- INPUT RECORDS:
=-=-=-=-=
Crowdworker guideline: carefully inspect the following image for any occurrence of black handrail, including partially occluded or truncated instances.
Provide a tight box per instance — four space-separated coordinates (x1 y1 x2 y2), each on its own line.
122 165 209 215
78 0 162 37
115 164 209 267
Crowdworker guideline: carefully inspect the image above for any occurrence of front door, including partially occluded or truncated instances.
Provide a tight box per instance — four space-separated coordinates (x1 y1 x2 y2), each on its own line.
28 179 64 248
=-=-=-=-=
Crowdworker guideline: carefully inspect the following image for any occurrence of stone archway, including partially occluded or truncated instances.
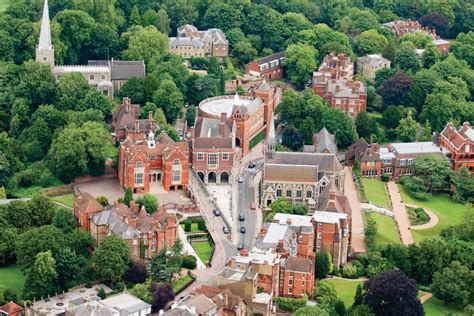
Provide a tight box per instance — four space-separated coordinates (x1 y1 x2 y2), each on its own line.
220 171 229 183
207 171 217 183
=-=-=-=-=
- PROBLEM TO SOLVE:
Copy out, character for character, the lines from the line containing "handrail, including partially occluded or truncated instances." to the line containing "28 179 64 248", both of those lines included.

- RESULT FOR THIS TASK:
Crowdworker guideline: carefully inspect the following image for any occurrence of black handrail, including partially occluded or truncated instances.
Provide a tight box per instance — four space-separated coordinates (x1 y1 x2 y2), each on its own line.
122 165 209 215
78 0 162 37
115 164 209 267
Crowdworker guideline: carefully inspect the image above for any occurrence of front door, including partially occluded or truncated instances.
Provide a tight box per instance — four space-separated coordinates (x1 y1 x2 y2), each on its own line.
28 179 64 248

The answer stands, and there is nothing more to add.